What you should do >>
Please count the lines in the data below that hold "street" and answer with the number by itself.

- - - - -

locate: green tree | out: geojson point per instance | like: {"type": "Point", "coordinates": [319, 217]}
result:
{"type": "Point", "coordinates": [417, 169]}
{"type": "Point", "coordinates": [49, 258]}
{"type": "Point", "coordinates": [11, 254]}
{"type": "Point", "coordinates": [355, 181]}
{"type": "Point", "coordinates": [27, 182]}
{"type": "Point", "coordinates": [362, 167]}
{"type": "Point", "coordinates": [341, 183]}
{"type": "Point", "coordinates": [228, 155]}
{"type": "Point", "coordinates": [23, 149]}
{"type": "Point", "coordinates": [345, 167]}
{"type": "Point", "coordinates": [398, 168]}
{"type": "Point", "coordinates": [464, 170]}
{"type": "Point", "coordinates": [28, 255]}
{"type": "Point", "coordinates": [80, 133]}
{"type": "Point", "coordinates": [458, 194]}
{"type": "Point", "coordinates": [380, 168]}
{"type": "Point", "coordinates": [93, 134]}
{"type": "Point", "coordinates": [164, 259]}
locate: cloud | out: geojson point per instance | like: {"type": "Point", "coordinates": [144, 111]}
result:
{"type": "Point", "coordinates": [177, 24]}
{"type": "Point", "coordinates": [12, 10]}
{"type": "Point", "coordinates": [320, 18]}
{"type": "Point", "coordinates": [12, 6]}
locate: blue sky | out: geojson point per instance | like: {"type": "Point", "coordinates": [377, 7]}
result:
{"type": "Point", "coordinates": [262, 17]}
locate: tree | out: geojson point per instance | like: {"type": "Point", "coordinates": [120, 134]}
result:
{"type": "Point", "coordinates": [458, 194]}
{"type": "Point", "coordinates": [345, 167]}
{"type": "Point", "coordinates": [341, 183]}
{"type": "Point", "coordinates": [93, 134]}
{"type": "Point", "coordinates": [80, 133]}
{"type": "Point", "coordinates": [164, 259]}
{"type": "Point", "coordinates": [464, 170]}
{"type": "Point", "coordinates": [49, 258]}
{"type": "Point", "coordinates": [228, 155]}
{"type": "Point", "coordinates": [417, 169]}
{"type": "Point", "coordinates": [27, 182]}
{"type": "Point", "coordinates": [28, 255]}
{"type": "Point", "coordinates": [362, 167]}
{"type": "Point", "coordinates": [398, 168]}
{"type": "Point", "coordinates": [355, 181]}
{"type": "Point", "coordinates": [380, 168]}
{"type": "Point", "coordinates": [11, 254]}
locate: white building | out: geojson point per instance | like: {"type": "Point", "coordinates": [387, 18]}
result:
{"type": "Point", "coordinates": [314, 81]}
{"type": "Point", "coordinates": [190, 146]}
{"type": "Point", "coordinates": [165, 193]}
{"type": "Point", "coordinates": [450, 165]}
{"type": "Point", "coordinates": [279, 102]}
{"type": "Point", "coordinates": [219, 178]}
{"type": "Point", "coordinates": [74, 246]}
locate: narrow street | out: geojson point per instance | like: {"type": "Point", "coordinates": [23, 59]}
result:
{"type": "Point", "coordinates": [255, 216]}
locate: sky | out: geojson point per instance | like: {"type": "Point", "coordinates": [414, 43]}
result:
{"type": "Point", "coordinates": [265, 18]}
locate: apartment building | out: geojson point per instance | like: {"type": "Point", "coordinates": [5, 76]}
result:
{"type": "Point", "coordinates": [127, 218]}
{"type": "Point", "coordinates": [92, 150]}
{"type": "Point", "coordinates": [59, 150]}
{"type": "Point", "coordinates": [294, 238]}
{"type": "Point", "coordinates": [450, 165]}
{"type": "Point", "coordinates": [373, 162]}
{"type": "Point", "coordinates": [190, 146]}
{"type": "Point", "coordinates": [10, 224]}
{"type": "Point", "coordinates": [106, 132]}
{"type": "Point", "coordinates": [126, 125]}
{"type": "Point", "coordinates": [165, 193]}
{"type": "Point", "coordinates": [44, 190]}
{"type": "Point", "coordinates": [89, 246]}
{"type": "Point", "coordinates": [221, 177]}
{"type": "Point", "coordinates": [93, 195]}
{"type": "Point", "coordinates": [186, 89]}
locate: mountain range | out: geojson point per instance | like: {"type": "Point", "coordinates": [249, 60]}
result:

- - - - -

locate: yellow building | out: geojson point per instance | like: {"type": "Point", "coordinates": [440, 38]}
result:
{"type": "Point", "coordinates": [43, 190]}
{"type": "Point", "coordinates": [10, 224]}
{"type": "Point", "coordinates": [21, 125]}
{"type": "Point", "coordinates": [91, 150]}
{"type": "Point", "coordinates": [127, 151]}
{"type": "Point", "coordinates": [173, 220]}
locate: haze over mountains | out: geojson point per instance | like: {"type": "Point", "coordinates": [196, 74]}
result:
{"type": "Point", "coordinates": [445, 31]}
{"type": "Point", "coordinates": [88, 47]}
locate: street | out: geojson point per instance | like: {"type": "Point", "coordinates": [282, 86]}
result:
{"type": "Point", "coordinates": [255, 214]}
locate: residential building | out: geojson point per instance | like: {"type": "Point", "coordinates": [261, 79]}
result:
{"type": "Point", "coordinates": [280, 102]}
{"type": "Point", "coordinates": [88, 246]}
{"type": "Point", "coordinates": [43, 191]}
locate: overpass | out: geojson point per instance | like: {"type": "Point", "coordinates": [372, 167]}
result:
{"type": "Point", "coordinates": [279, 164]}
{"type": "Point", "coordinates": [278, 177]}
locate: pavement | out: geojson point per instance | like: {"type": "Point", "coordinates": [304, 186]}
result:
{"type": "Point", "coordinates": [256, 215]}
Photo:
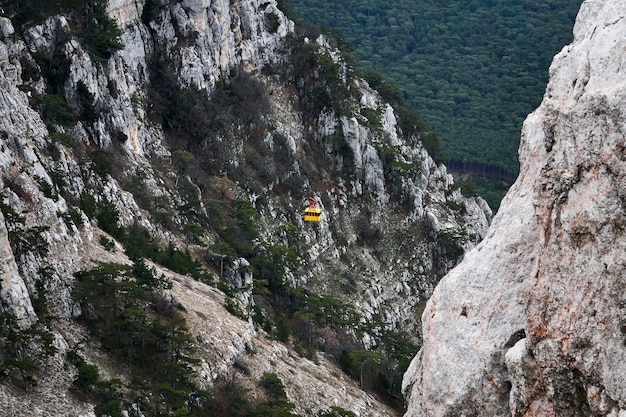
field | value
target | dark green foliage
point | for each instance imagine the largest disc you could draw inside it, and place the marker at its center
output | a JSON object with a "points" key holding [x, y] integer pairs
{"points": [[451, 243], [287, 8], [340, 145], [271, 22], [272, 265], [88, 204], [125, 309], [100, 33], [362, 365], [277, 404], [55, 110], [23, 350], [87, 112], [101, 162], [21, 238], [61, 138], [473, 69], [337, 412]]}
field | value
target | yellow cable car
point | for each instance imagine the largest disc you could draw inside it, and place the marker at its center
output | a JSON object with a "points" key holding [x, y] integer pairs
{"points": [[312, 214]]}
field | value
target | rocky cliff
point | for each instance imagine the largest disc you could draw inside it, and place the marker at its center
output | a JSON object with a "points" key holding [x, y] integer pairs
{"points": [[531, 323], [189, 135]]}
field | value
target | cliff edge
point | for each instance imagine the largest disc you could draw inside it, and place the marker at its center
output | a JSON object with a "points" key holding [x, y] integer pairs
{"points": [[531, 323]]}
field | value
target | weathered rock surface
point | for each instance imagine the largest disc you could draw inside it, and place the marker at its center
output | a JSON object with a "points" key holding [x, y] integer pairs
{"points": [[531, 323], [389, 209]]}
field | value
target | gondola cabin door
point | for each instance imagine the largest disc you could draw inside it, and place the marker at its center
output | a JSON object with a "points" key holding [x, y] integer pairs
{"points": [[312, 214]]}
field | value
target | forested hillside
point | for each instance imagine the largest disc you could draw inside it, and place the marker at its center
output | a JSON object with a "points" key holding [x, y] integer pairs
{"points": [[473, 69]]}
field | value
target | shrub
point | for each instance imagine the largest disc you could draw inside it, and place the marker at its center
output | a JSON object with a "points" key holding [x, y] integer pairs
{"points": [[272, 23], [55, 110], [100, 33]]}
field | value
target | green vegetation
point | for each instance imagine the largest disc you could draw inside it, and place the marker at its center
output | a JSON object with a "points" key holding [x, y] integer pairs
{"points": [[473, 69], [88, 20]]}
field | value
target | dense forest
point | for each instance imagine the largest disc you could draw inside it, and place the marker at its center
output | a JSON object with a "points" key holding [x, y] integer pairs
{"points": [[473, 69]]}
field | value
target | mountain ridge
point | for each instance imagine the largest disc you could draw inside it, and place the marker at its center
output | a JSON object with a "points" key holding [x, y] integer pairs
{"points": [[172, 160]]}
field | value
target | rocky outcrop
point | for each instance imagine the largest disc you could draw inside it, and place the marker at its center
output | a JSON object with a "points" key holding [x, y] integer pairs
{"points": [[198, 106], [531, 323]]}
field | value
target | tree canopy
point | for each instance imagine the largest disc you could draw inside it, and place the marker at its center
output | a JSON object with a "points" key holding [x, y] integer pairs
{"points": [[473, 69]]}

- - - - -

Reply to the exercise >>
2